Requests:
1. In one to three sentences, explain why the comment on pollution and emissions policy describes inequitable burdens as socialist in nature.
2. Write the next part of the comment on pollution and emissions policy, starting after its final sentence.

Page extract:
Would you accept two votes in an election to everyone elses one?

“because if we don't place modest restrictions on the amount of CO2 emissions we emit now …blah,”

Accept the Thames waterway was so polluted in 16th century that parliament vacated the building in UK summer (hence the recess) because of the stink and since then, in more modern times, the Thames has recovered to a point it now supports fish populations.

I accept burning UK sulphurous coal produced Norwegian acid rain. German factories of the Ruhr did similar to Czechoslovakia’s forests and something needed to be done about it.

However, solutions were achieved by governments acting on fact and applying rules universally across their populations.

Solutions were not achieved by a non-democratic UN seeking to impose disproportional measures on different peoples based on some spurious notion of the level of development. Such inequitable burdens are socialist in nature, akin to taxing the able to subsidise the less able.

Saved data entries:
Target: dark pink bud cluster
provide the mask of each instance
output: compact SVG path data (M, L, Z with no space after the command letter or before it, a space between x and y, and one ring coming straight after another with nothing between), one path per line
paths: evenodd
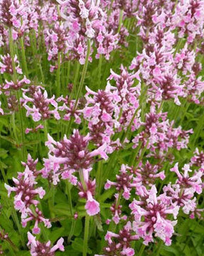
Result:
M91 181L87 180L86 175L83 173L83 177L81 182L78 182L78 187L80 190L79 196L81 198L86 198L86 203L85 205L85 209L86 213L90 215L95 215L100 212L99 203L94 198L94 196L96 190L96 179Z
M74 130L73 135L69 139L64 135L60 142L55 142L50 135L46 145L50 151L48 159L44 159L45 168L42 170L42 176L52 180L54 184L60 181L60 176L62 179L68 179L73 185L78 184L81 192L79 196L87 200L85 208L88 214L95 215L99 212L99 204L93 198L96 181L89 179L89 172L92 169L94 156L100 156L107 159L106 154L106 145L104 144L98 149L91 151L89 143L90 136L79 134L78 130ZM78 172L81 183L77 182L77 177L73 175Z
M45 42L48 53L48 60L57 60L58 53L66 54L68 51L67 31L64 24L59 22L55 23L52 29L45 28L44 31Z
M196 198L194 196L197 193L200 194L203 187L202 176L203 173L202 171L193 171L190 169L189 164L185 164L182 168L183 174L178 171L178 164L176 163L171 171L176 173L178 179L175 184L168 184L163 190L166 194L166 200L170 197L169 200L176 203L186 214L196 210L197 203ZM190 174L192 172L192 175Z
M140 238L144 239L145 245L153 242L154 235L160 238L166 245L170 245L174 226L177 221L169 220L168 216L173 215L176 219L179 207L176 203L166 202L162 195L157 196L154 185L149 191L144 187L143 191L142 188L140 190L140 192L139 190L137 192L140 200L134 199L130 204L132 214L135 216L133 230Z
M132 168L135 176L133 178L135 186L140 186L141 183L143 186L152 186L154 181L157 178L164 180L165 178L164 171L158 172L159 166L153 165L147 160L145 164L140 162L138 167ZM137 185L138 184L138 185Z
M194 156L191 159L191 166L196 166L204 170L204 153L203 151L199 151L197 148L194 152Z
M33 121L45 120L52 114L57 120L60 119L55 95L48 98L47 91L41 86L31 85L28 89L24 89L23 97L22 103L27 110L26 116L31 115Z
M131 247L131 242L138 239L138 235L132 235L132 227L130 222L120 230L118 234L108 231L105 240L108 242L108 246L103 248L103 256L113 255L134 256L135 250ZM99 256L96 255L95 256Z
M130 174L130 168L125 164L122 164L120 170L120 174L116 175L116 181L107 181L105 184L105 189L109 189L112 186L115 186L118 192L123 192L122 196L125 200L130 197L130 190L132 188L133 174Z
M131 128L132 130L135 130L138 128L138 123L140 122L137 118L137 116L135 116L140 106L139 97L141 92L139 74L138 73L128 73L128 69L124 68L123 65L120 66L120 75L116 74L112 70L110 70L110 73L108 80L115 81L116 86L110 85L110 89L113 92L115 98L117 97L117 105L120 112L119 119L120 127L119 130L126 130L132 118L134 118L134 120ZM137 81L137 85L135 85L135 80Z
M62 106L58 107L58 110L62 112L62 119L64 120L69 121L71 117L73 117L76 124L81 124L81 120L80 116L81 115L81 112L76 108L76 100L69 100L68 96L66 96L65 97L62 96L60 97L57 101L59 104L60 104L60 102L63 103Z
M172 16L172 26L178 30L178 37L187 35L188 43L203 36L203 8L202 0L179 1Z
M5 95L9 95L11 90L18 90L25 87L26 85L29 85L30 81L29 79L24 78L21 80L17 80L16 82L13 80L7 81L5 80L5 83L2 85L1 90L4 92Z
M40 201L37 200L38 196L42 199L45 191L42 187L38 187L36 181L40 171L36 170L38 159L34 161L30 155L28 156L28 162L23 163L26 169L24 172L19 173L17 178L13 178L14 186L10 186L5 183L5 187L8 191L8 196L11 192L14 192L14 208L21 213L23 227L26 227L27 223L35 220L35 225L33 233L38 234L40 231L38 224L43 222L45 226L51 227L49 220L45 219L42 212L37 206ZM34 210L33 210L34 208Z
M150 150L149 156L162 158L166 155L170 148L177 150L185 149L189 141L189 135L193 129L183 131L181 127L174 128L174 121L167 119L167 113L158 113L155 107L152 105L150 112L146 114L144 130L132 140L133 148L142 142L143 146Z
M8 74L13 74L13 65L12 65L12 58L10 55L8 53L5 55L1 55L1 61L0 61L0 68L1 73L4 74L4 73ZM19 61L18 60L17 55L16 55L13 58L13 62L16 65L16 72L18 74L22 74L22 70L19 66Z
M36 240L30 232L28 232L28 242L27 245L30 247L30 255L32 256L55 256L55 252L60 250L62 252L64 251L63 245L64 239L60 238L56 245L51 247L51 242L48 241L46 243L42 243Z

...

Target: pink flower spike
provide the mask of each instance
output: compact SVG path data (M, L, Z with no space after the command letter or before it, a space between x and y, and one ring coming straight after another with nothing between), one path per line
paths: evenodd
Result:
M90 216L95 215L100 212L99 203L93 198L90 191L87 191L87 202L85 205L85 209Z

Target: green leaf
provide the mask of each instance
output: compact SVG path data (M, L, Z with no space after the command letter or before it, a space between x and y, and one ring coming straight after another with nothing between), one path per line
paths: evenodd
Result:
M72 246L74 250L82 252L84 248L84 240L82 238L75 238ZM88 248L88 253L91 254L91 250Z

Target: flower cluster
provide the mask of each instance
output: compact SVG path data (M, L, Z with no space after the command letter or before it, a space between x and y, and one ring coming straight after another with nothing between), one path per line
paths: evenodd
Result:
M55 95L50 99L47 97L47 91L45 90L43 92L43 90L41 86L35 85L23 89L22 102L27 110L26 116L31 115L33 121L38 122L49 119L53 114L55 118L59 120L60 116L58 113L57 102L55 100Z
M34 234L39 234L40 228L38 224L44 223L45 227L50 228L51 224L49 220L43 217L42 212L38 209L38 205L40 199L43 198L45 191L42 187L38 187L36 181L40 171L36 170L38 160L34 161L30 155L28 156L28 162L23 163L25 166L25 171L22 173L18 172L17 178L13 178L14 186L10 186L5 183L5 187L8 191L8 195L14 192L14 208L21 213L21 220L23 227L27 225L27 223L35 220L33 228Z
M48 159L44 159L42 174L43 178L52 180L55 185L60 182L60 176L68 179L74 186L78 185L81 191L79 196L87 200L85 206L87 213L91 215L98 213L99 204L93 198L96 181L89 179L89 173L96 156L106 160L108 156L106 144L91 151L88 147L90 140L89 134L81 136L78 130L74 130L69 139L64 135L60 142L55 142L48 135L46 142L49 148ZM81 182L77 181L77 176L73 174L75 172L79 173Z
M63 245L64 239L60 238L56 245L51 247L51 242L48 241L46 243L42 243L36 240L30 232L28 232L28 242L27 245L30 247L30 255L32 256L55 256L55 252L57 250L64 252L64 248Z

Task results:
1. The comment calls such burdens socialist because they are "akin to taxing the able to subsidise the less able." It objects to a non-democratic UN imposing disproportional measures on different peoples according to their supposed level of development.

2.
We repeatedly see how socialist notions fail.

Making the rich poorer has never made the poor richer.

Solutions are based on known science. They were not based on speculation promoted by the egoism of bureaucrats hell bent on imposing their individual demands on the world.

Projects undertaken by the UN reflect legendary corruption. I would have no greater faith in the administration of a carbon credit scheme than Iraq’s oil for food program. I see more corruption in carbon trading than was experienced in the EEC olive oil management, which was hijacked by the Italian Mafia or the perversion of commerce by EEC selling butter mountains to Russia at less than production cost, whilst shoppers in UK in 1970’s were forced to pay exorbitant prices, double what they were before joining the EU

To “ensuring that future generations have the freedom and liberty to enjoy a safe, clean and habitable planet.”,

Leave that to capitalism market forces to invent the solutions (they will anyway), forget this pseudo-scientific socialist inspired fear campaign.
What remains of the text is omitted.